(EXTRACTED ENTRIES)
# # # # # # #

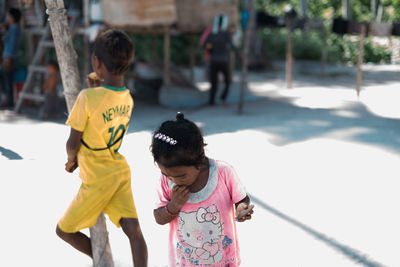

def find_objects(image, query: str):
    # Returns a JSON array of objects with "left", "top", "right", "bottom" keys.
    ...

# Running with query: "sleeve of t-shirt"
[
  {"left": 66, "top": 91, "right": 89, "bottom": 132},
  {"left": 155, "top": 175, "right": 171, "bottom": 209},
  {"left": 222, "top": 164, "right": 247, "bottom": 203}
]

# # # # # # #

(TASK TO COMPLETE) Extract every line of the items above that contains the word "with", matching case exactly.

(TASK RESPONSE)
    # Returns a JSON array of objects with "left", "top", "right", "bottom" keys.
# Running with query: "sleeve of t-shirt"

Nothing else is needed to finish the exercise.